REQUIRED ACTION. The answer must be the full listing, repeated exactly.

WORKING DATA.
- - -
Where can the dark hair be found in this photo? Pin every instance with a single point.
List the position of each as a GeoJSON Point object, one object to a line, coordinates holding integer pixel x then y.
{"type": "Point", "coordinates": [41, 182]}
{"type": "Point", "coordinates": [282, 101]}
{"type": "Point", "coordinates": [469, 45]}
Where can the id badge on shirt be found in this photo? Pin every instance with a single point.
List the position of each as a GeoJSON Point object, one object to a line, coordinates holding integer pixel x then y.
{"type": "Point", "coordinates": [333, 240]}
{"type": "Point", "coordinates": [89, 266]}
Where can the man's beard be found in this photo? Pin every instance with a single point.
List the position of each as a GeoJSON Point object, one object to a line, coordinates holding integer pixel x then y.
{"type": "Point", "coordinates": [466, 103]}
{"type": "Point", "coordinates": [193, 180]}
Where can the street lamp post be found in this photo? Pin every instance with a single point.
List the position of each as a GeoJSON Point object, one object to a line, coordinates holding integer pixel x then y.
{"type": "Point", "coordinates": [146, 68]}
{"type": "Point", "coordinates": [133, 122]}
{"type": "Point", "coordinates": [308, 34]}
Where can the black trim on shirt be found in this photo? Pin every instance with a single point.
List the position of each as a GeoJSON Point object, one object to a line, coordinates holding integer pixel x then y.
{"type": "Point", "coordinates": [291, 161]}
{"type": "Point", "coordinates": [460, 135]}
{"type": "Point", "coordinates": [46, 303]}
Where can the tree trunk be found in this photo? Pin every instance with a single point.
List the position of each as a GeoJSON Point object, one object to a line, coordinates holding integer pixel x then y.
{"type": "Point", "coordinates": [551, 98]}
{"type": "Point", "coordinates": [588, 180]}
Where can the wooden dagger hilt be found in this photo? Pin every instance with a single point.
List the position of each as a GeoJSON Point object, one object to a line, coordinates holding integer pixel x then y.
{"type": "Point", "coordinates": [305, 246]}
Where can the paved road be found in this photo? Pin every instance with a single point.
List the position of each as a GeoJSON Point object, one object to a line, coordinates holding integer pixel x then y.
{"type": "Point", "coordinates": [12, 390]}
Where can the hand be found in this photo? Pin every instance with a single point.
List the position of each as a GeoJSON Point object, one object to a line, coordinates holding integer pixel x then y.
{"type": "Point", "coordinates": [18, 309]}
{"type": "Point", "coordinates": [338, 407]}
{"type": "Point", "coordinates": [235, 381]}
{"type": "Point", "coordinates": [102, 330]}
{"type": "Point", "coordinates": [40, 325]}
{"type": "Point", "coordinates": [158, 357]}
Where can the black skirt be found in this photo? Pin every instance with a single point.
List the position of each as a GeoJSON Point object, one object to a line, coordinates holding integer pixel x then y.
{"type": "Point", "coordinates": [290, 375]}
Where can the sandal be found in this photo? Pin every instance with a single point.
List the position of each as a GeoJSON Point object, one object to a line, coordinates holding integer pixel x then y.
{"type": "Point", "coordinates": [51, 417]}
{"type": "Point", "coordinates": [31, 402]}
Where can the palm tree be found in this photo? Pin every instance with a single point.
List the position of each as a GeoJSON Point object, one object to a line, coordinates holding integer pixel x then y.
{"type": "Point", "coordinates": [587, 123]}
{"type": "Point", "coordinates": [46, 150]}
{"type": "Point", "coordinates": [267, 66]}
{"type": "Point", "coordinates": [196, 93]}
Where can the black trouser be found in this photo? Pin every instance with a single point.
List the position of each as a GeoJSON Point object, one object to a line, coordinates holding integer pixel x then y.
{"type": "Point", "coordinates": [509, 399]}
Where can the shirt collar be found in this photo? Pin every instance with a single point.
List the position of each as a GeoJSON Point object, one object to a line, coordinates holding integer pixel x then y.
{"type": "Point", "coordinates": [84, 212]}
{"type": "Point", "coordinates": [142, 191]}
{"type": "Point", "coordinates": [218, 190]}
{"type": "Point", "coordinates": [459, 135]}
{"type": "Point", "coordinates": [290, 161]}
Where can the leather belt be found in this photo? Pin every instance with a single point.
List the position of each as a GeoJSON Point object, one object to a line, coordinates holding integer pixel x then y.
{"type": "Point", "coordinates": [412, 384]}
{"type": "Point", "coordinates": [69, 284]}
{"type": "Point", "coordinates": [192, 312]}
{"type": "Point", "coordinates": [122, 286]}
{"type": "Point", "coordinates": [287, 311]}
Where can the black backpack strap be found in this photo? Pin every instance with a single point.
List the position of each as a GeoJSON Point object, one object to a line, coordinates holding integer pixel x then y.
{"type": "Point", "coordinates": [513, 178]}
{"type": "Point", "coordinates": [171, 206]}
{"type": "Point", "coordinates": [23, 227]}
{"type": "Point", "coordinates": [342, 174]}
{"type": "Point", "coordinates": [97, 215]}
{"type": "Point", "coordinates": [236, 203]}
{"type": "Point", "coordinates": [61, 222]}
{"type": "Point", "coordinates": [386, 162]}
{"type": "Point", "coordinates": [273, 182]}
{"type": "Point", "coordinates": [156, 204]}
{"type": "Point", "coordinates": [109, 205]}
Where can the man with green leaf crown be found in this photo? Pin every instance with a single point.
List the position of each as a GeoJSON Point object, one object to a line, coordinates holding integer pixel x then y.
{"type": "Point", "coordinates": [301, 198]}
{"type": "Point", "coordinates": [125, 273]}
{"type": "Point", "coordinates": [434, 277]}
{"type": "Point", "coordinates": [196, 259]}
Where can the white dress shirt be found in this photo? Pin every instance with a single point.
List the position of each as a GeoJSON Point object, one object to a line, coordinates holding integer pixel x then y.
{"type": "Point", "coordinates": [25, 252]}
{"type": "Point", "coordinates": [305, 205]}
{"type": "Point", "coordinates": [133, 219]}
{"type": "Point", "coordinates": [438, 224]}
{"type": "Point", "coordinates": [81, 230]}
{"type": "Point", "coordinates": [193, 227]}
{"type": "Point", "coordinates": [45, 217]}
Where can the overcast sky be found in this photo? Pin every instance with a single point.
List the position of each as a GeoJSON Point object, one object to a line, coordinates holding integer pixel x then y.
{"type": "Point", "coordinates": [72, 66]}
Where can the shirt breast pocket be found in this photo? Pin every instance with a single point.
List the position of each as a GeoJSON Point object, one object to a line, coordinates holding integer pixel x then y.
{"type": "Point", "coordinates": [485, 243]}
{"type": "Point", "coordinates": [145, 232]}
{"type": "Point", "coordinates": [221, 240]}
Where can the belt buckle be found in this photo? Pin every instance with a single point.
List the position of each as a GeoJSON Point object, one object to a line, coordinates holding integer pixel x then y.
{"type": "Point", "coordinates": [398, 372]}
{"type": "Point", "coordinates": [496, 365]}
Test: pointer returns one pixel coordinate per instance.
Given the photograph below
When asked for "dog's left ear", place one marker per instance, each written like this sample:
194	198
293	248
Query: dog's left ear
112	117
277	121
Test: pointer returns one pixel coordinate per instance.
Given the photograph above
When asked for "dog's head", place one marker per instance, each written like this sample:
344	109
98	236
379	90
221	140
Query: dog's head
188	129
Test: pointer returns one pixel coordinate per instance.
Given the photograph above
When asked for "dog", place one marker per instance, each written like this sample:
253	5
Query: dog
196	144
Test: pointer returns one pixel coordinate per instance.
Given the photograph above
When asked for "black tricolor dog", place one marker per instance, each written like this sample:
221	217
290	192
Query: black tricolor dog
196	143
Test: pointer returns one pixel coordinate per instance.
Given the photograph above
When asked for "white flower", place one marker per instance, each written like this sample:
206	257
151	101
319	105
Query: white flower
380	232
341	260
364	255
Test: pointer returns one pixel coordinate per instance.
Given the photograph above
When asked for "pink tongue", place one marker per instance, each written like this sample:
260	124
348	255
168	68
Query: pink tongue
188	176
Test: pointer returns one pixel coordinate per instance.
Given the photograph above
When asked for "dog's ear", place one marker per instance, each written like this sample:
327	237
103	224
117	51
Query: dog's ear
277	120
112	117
- - -
ANSWER TO THE EXERCISE.
Where can the dark hair be found in this photo? Pin every instance with a single point.
List the position of each as a GeoJSON Point object, one object to a line, coordinates holding integer pixel x then y.
{"type": "Point", "coordinates": [41, 182]}
{"type": "Point", "coordinates": [282, 101]}
{"type": "Point", "coordinates": [469, 45]}
Where can the id badge on shirt be found in this photo? Pin every instance with a single point.
List the position of each as a GeoJSON Point object, one object to a line, coordinates holding integer pixel x then y.
{"type": "Point", "coordinates": [333, 240]}
{"type": "Point", "coordinates": [89, 266]}
Where can the man's beard be found in this photo? Pin every instance with a single point.
List the position of each as a GeoJSON Point object, one object to a line, coordinates holding integer pixel x then y.
{"type": "Point", "coordinates": [466, 103]}
{"type": "Point", "coordinates": [193, 180]}
Where can the street lamp post be found in this photo? Pin every instance with a single point.
List the position of each as a GeoJSON Point object, one object to a line, coordinates holding integer pixel x then y.
{"type": "Point", "coordinates": [146, 68]}
{"type": "Point", "coordinates": [133, 122]}
{"type": "Point", "coordinates": [308, 34]}
Where can the black trim on shirt be found in this photo? Pin every instance with a single point.
List the position of each as a GeoJSON Point object, one object to a line, coordinates holding integer pixel x then y.
{"type": "Point", "coordinates": [291, 161]}
{"type": "Point", "coordinates": [460, 135]}
{"type": "Point", "coordinates": [46, 303]}
Where can the tree trunk be found in this photo? Pin every instance with a single point.
List the position of each as a GeoJSON Point object, one object to a line, coordinates holding integer pixel x then y.
{"type": "Point", "coordinates": [551, 98]}
{"type": "Point", "coordinates": [588, 180]}
Where can the wooden dagger hilt be found in this photo? Pin every instance with a single point.
List the position of each as a GeoJSON Point object, one object to a line, coordinates holding integer pixel x then y.
{"type": "Point", "coordinates": [305, 246]}
Where can the paved road be found in this photo? Pin every instance with a single point.
List the position of each as a GeoJSON Point object, one object to a line, coordinates holding integer pixel x then y.
{"type": "Point", "coordinates": [12, 390]}
Where can the hand be found in this photo? Pin every instance with a single point.
List the position of each as a GeoJSON Point object, one object to a line, coordinates holding integer pixel x then y.
{"type": "Point", "coordinates": [18, 309]}
{"type": "Point", "coordinates": [338, 407]}
{"type": "Point", "coordinates": [235, 381]}
{"type": "Point", "coordinates": [102, 330]}
{"type": "Point", "coordinates": [40, 325]}
{"type": "Point", "coordinates": [158, 357]}
Where can the black skirt be found in this photo? Pin every instance with a single point.
List the position of each as a GeoJSON Point object, one object to a line, coordinates holding integer pixel x then y.
{"type": "Point", "coordinates": [290, 375]}
Where can the sandal be found in this photo? Pin every instance with a single point.
List the position of each as a GeoJSON Point object, one object to a line, coordinates holding integer pixel x then y.
{"type": "Point", "coordinates": [51, 417]}
{"type": "Point", "coordinates": [31, 402]}
Where can the palm tree be found in this photo? Pin every instance with a single point.
List the position of each as a GeoJSON Point object, one object to a line, coordinates holding integer pixel x then y.
{"type": "Point", "coordinates": [587, 123]}
{"type": "Point", "coordinates": [46, 150]}
{"type": "Point", "coordinates": [267, 66]}
{"type": "Point", "coordinates": [196, 93]}
Where can the black trouser be found in this photo? Pin every instance with a single point.
List the position of each as a GeoJSON Point object, one object to a line, coordinates holding integer pixel x then y.
{"type": "Point", "coordinates": [509, 399]}
Where can the shirt collar be found in this photo? Pin every instance with a single point.
List the position of each as a GeoJSON Point object, one object to a line, coordinates holding integer pixel x then y.
{"type": "Point", "coordinates": [84, 212]}
{"type": "Point", "coordinates": [142, 191]}
{"type": "Point", "coordinates": [218, 190]}
{"type": "Point", "coordinates": [459, 135]}
{"type": "Point", "coordinates": [290, 161]}
Where can the leather belt be found in this photo? Pin every instance with a single point.
List the position of each as a GeoJSON Point object, one object to a line, coordinates holding integer pixel x then y.
{"type": "Point", "coordinates": [412, 384]}
{"type": "Point", "coordinates": [69, 284]}
{"type": "Point", "coordinates": [192, 312]}
{"type": "Point", "coordinates": [122, 286]}
{"type": "Point", "coordinates": [287, 311]}
Where can the black backpack strap be found in this photo? Pin every instance with a single point.
List the position of each as a GeoJSON Point object, one object to a line, coordinates holding integer pixel x then y.
{"type": "Point", "coordinates": [513, 178]}
{"type": "Point", "coordinates": [171, 206]}
{"type": "Point", "coordinates": [23, 227]}
{"type": "Point", "coordinates": [342, 174]}
{"type": "Point", "coordinates": [97, 215]}
{"type": "Point", "coordinates": [236, 203]}
{"type": "Point", "coordinates": [61, 222]}
{"type": "Point", "coordinates": [386, 162]}
{"type": "Point", "coordinates": [273, 182]}
{"type": "Point", "coordinates": [156, 204]}
{"type": "Point", "coordinates": [109, 205]}
Where can the man with green leaf crown be found in this photo? Pin every instance with a single point.
List the position of each as a GeoJSON Point object, one object to a line, coordinates holding integer pixel x then y.
{"type": "Point", "coordinates": [301, 198]}
{"type": "Point", "coordinates": [125, 273]}
{"type": "Point", "coordinates": [434, 277]}
{"type": "Point", "coordinates": [196, 259]}
Where can the white dress shirt be found in this photo? Pin every instance with a single point.
List the position of each as a GeoJSON Point object, one object to a line, coordinates holding integer pixel x then y.
{"type": "Point", "coordinates": [25, 252]}
{"type": "Point", "coordinates": [305, 205]}
{"type": "Point", "coordinates": [133, 219]}
{"type": "Point", "coordinates": [438, 224]}
{"type": "Point", "coordinates": [81, 230]}
{"type": "Point", "coordinates": [193, 227]}
{"type": "Point", "coordinates": [45, 217]}
Where can the overcast sky be found in this photo? Pin every instance with a single point.
List the position of each as a GeoJSON Point object, one object to a line, coordinates holding integer pixel x then y.
{"type": "Point", "coordinates": [72, 66]}
Where can the shirt breast pocket be found in this photo? Pin every instance with a single point.
List the position of each as a GeoJSON Point object, one object to a line, coordinates holding integer pixel x then y.
{"type": "Point", "coordinates": [485, 243]}
{"type": "Point", "coordinates": [145, 232]}
{"type": "Point", "coordinates": [221, 240]}
Where can the belt buckle be found in this photo? Pin every instance with a single point.
List the position of each as a GeoJSON Point object, one object to a line, coordinates holding integer pixel x then y.
{"type": "Point", "coordinates": [398, 372]}
{"type": "Point", "coordinates": [496, 365]}
Test: pointer returns one pixel coordinate per instance.
Given the photograph below
When asked for "dog's left ear", place one marker per instance, each written like this sample:
194	198
293	248
Query: dog's left ear
112	117
277	121
Test: pointer returns one pixel coordinate per instance.
Given the photograph above
When asked for "dog's head", place one marker per instance, each written like this sample:
344	109
98	236
379	90
221	140
Query: dog's head
188	129
Test: pointer returns one pixel coordinate per instance.
Given the photograph above
When asked for "dog", place one marker per instance, each written like this sample:
253	5
Query: dog
196	144
Test: pointer returns one pixel coordinate per instance.
Given the photograph above
When asked for "black tricolor dog", place one marker per instance, each written like this sample:
221	217
290	192
Query: black tricolor dog
196	143
Test: pointer returns one pixel coordinate per instance.
Given the photograph above
When asked for "white flower", place one marker per instance, each written like this sample:
206	257
151	101
319	105
Query: white flower
380	232
341	260
364	255
Test: pointer returns one pixel coordinate per instance.
Given the photograph above
When asked for "pink tongue", place one marker per instance, each written like this sample:
260	124
348	255
168	68
Query: pink tongue
188	176
Test: pointer returns one pixel coordinate per instance.
Given the photograph above
When asked for "dog's ear", place one marker per instance, each written like this sample:
327	237
103	224
117	51
Query: dog's ear
277	120
112	117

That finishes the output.